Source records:
_____

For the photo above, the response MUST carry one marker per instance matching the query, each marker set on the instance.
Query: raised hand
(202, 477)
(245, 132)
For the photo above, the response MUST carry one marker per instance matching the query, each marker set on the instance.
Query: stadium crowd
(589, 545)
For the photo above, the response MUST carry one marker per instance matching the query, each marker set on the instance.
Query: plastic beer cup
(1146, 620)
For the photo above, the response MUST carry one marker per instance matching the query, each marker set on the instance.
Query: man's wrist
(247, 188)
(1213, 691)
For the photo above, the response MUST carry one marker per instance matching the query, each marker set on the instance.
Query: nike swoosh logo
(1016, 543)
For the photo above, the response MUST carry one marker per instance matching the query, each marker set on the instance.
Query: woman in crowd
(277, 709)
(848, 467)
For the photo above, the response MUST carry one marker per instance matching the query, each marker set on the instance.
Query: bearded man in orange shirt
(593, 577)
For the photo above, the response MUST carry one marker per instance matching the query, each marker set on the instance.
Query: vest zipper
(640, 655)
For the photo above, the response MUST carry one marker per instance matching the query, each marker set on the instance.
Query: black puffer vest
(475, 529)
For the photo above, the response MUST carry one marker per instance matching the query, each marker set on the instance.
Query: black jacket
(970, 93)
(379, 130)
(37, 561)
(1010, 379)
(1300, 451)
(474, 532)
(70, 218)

_____

Exercise directions:
Every entry shown earlier is to be returned exactly, line for line.

Task result:
For the photo above, the response MUST carry one marker per instance matching the query, each marker set on the instance.
Query: raised hand
(202, 477)
(245, 132)
For the photo above, the response MUST carry one marker per instance matching the query, each marker set on the instance.
Query: stadium crowd
(589, 545)
For the photo above, the response MUST carry one marker per instance matching the query, each marker set on the instance.
Query: plastic beer cup
(1146, 620)
For the photo above, the response MUST carry one marker per instance matching the query, each marker set on the instance.
Query: man's wrist
(247, 188)
(1213, 691)
For the photo above, the response MUST carry one marker per instance matching the query, each marker set on the instance.
Query: nike swoosh logo
(1016, 543)
For the photo above, the response MUST carry one marker per instance matching the query, each marker set on the instance.
Query: woman in crowd
(277, 709)
(848, 467)
For the photo above, the response MUST carry one marker per instance matching the query, each marker set on the instance.
Query: bearded man in orange shirt
(593, 577)
For the photo above, the response MUST carry one marker per instance matching the query, each marker set on the instance.
Query: vest zipper
(640, 655)
For the photo above, the response MUST carry one marker per instance matching the query, each marker set on the instance.
Query: black puffer vest
(475, 529)
For the photo above, the response MUST carry one marker per instance matching the query, each marker set on the instance.
Query: black jacket
(970, 93)
(379, 130)
(37, 561)
(1010, 379)
(1300, 451)
(474, 532)
(70, 218)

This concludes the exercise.